Excerpted records |
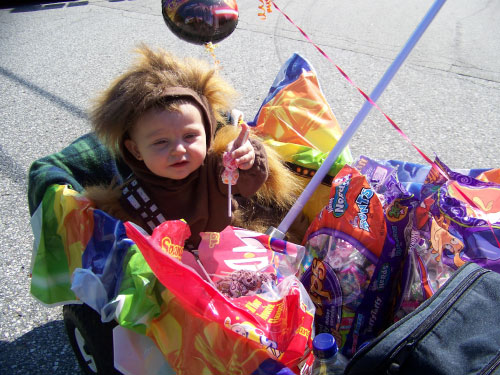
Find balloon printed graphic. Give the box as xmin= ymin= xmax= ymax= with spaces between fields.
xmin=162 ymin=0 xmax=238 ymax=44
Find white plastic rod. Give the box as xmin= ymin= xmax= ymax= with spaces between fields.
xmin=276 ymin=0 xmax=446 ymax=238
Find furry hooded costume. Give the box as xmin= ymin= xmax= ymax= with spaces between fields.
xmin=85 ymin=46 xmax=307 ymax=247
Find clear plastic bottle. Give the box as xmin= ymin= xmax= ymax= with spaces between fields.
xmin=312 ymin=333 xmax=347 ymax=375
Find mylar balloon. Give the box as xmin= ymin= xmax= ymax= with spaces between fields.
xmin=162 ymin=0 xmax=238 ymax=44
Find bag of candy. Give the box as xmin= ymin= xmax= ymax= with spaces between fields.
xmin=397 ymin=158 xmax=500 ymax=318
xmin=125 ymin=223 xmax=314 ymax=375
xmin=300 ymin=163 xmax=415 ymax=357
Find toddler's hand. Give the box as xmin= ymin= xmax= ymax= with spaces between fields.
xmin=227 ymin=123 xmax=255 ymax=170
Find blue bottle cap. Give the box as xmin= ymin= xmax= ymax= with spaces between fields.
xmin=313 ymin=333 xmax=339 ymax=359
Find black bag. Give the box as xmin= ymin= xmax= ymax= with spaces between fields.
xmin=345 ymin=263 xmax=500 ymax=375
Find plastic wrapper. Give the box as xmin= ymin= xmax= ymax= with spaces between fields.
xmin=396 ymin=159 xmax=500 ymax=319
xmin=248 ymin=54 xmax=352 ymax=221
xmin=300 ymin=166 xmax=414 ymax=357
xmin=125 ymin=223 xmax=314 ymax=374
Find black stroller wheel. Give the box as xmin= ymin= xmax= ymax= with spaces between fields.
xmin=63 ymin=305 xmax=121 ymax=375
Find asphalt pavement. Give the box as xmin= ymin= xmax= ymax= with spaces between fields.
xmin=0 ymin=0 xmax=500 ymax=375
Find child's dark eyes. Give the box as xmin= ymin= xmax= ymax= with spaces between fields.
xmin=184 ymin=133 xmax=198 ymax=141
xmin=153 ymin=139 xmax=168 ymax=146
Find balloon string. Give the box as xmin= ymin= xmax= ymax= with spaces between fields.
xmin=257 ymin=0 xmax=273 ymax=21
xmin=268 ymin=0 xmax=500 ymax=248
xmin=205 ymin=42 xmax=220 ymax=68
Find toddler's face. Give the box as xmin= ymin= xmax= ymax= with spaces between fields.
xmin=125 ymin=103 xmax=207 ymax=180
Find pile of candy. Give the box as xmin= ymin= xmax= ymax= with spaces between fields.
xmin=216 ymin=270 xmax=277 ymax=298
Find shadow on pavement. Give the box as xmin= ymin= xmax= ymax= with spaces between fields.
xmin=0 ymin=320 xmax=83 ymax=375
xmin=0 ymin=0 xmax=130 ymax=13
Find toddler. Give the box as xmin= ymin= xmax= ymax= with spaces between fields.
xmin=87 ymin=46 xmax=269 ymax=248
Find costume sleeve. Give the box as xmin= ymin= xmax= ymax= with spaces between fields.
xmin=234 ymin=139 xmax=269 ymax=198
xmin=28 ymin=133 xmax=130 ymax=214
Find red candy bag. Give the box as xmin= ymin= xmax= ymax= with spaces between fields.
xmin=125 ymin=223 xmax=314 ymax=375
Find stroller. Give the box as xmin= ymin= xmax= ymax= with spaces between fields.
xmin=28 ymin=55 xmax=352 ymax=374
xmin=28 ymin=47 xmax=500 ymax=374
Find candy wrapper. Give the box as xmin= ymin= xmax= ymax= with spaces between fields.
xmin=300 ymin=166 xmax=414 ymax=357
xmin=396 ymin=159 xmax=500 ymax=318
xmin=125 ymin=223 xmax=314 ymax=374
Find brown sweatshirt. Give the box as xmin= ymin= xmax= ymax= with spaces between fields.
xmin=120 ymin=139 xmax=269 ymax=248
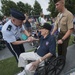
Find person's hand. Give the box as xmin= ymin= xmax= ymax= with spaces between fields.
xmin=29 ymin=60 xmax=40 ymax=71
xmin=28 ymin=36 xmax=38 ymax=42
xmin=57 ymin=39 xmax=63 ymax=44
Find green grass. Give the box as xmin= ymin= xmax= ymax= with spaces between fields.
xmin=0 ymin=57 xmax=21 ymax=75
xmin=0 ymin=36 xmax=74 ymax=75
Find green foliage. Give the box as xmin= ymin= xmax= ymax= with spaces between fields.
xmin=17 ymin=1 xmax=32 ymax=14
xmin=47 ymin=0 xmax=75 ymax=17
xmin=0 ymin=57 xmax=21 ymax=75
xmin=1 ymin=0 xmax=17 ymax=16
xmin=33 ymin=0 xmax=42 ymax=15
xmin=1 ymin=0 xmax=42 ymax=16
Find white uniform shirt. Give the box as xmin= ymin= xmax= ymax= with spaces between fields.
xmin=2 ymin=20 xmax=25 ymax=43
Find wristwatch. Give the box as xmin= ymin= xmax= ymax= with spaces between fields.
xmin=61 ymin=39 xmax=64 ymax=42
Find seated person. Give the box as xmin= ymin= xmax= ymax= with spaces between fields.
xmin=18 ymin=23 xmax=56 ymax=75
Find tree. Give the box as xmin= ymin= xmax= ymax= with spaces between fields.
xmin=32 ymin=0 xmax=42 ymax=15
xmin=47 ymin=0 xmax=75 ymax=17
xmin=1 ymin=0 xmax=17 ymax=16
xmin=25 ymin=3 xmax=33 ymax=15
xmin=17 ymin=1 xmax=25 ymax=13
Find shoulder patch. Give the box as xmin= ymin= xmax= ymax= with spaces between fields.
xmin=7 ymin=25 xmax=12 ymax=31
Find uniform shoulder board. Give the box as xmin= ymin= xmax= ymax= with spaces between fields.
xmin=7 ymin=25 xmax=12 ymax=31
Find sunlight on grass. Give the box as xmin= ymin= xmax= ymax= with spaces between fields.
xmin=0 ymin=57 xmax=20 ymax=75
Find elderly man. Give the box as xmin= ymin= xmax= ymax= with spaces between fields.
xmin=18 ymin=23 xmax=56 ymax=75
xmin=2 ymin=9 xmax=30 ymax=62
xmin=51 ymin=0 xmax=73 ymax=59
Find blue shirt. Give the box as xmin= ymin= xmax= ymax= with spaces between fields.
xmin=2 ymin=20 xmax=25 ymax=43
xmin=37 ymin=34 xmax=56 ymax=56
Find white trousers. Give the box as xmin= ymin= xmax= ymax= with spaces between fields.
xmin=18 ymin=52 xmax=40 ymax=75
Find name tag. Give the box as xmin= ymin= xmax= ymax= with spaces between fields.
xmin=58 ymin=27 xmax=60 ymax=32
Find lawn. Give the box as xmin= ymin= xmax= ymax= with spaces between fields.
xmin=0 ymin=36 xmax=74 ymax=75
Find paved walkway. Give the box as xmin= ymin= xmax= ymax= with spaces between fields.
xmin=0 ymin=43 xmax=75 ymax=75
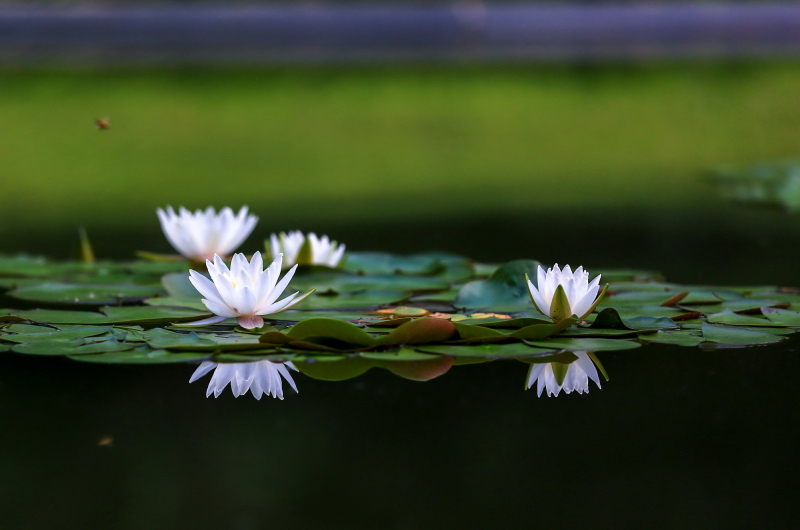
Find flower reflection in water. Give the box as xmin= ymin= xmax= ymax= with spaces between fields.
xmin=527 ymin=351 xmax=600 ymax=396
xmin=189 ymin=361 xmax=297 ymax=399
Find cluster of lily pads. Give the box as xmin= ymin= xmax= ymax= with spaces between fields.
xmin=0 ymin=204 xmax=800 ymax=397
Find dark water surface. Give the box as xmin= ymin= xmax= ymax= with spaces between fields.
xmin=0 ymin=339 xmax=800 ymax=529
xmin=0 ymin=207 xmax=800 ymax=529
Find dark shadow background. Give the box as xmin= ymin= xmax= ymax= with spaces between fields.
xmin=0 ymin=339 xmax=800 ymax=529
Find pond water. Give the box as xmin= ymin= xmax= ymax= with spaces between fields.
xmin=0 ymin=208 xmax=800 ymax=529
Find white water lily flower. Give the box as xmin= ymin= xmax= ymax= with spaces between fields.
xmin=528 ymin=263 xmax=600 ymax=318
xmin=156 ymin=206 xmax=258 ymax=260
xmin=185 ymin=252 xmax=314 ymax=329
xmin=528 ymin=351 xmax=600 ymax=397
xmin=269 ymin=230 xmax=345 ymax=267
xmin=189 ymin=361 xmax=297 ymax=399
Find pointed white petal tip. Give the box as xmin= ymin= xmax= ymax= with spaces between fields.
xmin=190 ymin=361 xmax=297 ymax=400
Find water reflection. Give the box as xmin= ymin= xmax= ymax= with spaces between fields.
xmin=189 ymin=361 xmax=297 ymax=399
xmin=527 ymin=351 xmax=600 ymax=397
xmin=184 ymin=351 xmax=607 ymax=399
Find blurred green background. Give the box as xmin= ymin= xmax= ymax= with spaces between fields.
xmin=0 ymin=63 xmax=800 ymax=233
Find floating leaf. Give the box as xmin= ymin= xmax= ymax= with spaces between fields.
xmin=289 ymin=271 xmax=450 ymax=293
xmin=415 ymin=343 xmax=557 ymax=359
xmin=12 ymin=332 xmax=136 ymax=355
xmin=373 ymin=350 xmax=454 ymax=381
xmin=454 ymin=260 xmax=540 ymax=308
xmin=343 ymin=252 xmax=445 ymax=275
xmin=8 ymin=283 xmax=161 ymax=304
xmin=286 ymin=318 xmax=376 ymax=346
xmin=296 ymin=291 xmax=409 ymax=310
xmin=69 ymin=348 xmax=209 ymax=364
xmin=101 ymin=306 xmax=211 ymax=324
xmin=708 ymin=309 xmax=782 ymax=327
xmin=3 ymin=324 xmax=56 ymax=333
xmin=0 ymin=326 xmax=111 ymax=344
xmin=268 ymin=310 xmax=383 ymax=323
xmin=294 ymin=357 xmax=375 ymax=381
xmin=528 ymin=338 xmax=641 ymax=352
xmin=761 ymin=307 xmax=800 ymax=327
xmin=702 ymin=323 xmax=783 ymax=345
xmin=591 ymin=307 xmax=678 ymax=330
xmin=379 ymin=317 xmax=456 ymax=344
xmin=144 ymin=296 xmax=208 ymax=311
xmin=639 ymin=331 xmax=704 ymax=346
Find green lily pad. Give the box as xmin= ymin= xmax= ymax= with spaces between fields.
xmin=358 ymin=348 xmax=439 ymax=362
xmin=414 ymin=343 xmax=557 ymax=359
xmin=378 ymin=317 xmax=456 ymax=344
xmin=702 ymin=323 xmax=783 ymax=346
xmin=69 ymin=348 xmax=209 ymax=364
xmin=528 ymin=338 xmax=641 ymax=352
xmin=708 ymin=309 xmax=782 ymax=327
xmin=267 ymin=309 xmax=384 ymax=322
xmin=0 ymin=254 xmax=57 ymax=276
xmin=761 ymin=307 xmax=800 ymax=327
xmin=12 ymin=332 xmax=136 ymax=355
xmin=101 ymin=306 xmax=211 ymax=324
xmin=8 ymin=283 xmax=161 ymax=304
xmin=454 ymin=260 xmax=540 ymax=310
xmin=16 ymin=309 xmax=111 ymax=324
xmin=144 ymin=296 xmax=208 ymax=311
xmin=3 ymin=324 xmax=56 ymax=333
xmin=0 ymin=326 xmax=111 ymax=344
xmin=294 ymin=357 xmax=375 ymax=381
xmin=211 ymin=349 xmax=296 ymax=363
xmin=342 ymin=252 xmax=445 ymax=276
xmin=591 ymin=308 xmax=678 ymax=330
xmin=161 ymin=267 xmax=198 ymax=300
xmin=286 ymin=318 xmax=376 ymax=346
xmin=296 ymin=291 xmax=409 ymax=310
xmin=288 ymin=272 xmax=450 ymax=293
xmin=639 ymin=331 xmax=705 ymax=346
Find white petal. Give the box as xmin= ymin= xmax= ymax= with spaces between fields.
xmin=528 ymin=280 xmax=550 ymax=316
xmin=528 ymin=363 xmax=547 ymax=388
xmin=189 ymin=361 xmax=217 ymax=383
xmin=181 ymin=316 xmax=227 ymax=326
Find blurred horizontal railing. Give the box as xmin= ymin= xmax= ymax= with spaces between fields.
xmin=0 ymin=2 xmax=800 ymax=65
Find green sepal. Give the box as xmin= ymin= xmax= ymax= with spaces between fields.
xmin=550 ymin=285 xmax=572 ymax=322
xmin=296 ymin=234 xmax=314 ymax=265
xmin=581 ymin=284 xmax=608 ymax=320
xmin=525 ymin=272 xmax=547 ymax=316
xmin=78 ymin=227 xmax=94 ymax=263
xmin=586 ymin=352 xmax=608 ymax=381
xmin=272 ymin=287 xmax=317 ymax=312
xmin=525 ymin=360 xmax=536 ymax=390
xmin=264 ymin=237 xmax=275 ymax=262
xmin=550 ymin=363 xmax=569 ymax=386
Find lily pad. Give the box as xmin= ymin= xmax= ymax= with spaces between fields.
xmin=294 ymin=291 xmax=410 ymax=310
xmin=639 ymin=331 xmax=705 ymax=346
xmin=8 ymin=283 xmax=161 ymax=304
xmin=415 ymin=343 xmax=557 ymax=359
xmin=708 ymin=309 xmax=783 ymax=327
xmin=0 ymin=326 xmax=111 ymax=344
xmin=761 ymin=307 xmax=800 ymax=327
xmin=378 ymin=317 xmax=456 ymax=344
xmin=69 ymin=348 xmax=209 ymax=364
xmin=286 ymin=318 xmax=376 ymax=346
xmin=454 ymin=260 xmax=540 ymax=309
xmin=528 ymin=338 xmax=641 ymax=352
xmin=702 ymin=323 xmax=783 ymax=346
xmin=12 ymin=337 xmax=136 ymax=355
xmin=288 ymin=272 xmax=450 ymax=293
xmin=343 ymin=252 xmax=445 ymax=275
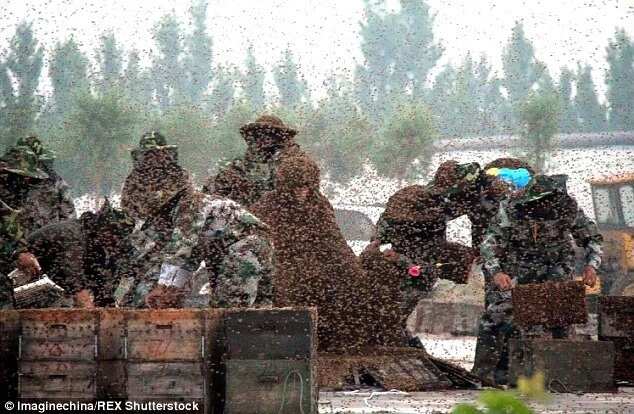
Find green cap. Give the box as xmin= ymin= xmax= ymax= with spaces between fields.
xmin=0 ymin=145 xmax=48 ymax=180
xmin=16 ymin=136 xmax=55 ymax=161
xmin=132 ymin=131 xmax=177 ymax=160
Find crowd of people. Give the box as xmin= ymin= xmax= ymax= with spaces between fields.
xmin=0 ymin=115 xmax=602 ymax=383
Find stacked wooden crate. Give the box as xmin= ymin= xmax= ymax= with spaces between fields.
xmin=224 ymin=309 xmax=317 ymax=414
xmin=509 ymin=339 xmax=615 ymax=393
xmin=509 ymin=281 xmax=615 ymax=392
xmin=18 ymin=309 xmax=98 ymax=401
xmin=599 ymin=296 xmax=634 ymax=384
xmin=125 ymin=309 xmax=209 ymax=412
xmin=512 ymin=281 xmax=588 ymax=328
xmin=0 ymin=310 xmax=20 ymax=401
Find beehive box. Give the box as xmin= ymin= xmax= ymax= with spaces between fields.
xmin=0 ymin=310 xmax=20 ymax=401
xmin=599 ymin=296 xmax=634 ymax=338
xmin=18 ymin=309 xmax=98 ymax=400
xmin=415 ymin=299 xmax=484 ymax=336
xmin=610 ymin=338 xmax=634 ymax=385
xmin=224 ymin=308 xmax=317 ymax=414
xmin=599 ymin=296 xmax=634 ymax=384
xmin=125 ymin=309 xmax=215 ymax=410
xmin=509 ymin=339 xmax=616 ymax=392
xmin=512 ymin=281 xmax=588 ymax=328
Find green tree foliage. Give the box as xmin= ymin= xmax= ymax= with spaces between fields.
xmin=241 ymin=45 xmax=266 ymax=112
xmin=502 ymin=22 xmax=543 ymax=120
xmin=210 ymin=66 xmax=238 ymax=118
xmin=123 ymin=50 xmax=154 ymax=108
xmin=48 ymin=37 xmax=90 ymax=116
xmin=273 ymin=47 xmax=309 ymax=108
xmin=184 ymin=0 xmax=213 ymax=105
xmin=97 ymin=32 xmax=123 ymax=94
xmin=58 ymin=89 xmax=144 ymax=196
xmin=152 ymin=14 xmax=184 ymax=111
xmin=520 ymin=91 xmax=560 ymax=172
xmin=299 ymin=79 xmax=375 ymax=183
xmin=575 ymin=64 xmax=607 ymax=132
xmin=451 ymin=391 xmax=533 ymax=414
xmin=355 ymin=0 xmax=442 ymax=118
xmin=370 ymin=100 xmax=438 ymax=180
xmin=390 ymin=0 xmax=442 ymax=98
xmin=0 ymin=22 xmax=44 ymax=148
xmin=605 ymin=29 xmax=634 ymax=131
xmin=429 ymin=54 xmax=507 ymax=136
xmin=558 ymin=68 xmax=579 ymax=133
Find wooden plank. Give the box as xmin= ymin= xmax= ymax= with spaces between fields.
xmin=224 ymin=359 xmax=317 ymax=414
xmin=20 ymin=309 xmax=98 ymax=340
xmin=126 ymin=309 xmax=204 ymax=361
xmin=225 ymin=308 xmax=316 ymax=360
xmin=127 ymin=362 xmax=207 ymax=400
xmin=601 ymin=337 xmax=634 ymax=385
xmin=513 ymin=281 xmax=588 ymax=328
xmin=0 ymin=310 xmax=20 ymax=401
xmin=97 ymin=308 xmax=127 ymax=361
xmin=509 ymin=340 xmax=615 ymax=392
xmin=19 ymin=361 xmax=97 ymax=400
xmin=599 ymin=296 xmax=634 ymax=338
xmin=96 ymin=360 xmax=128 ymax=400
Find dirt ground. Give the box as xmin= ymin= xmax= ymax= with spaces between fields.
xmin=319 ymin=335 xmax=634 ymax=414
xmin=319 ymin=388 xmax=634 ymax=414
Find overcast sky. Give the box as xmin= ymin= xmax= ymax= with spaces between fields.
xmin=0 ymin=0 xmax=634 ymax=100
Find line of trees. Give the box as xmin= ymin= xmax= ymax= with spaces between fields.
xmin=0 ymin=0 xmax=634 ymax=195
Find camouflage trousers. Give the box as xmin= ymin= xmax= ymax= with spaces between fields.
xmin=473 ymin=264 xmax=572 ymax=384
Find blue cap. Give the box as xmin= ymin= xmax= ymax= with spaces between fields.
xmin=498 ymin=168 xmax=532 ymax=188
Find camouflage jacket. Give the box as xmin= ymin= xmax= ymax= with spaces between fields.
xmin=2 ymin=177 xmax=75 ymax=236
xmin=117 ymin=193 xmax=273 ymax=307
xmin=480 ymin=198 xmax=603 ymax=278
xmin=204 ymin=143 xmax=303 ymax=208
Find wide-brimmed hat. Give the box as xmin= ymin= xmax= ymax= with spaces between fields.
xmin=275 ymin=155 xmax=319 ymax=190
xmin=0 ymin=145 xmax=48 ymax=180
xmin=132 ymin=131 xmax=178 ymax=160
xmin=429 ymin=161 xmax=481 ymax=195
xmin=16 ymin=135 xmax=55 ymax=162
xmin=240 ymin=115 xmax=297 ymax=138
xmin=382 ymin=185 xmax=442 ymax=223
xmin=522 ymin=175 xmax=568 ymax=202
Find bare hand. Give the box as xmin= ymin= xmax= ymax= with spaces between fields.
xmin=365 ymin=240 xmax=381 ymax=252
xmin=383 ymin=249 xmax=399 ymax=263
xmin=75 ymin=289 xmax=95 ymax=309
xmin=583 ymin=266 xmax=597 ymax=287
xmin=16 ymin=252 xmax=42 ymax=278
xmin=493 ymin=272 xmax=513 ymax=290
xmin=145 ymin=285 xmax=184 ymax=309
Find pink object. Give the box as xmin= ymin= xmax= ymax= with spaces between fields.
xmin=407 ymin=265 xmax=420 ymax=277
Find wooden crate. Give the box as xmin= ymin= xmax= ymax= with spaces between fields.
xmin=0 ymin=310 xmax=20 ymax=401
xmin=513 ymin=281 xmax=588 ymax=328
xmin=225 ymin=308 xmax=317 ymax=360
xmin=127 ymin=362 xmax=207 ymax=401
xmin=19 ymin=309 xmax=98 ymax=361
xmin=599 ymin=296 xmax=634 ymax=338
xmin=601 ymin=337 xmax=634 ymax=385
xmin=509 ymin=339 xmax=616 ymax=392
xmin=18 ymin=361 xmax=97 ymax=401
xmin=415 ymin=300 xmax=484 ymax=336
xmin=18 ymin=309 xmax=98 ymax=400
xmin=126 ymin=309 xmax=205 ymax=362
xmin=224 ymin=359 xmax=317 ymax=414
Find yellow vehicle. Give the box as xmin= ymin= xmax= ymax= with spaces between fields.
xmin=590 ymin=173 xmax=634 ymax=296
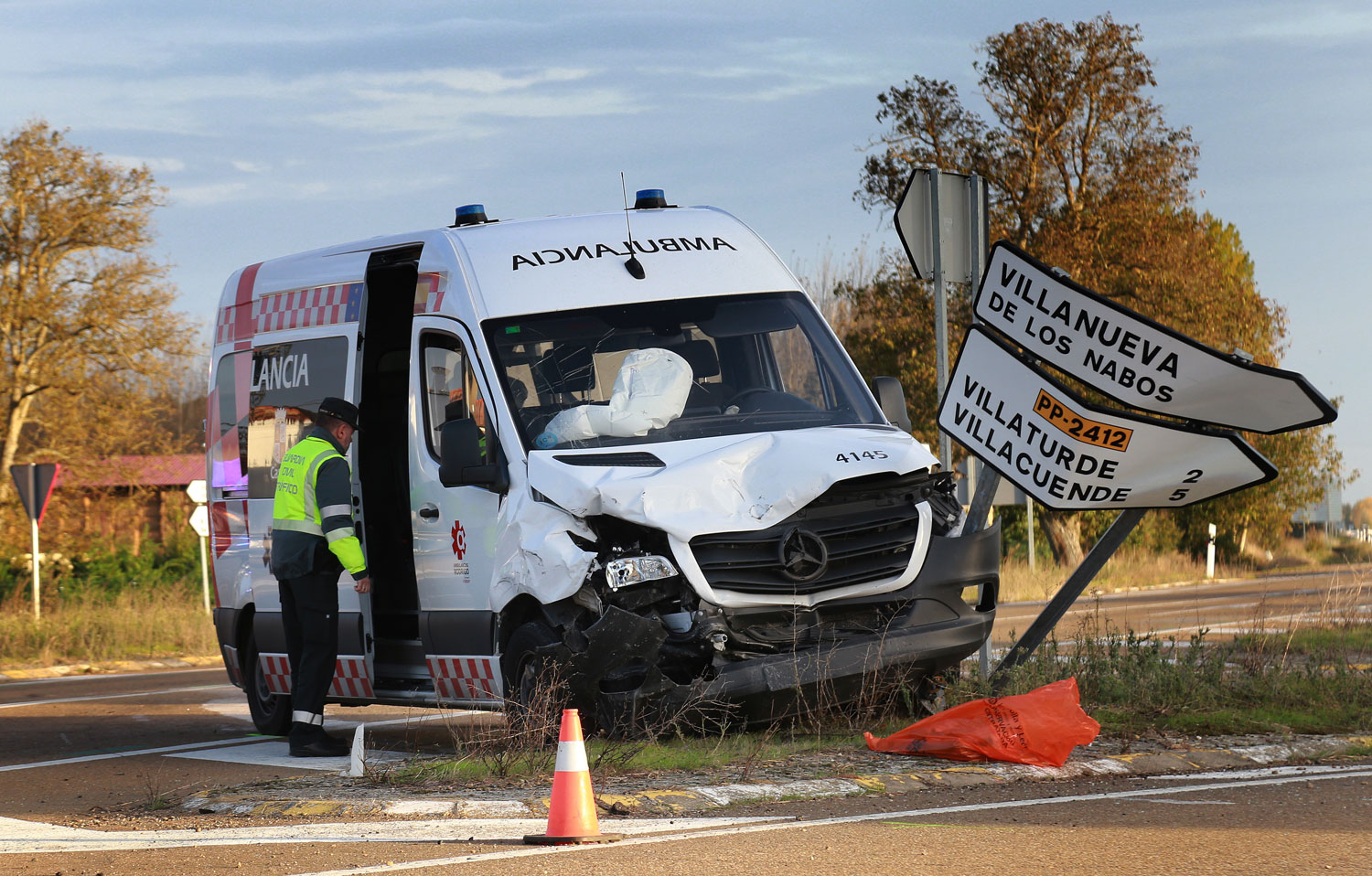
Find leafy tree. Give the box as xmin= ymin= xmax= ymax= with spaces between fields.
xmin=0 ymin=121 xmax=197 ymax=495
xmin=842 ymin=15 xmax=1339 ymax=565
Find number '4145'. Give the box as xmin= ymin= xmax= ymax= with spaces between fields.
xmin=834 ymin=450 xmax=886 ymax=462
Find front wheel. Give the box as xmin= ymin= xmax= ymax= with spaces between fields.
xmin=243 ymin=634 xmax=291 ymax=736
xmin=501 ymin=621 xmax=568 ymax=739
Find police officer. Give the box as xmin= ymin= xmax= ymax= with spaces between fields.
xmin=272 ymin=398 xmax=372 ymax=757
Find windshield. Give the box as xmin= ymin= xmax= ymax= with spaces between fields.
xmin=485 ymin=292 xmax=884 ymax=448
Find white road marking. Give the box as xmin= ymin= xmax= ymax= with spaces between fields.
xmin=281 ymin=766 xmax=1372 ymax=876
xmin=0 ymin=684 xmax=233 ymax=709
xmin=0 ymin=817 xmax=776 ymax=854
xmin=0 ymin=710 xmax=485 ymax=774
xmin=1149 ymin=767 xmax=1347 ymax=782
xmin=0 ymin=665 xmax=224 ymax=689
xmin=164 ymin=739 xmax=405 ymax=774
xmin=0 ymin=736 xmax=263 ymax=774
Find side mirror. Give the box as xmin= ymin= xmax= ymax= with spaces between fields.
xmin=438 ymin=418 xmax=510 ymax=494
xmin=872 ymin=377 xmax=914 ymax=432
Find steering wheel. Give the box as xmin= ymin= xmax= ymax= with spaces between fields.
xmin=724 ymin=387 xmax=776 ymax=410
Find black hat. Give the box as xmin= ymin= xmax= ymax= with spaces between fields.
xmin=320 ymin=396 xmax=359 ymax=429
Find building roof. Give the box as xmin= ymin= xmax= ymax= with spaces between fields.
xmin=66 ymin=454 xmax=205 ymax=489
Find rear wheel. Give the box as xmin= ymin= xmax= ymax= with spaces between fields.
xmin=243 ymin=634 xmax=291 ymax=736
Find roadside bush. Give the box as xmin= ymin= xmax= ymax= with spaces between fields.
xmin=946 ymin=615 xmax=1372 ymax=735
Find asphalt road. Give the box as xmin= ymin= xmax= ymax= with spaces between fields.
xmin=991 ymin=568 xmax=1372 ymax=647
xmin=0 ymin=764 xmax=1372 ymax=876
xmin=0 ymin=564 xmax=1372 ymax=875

Exercise description | Revise the entries from the line with "Find leafy tree." to the line with "xmin=272 ymin=398 xmax=372 ymax=757" so that "front wheel" becomes "front tire", leaving everything else unchanged, and return only those lines.

Solution to this exercise |
Find leafy tree. Give the box as xmin= ymin= xmax= ymax= with spaces between fields.
xmin=0 ymin=121 xmax=197 ymax=495
xmin=842 ymin=15 xmax=1339 ymax=565
Find number '4145'. Give the box as xmin= ymin= xmax= ymax= with spaces between fields.
xmin=834 ymin=450 xmax=886 ymax=462
Find front tire. Give the box as xmin= ymin= xmax= ymax= with spaces between fields.
xmin=243 ymin=634 xmax=291 ymax=736
xmin=501 ymin=621 xmax=568 ymax=739
Find police officer. Give the box as xmin= ymin= xmax= ymax= with spaces between fields.
xmin=272 ymin=398 xmax=372 ymax=757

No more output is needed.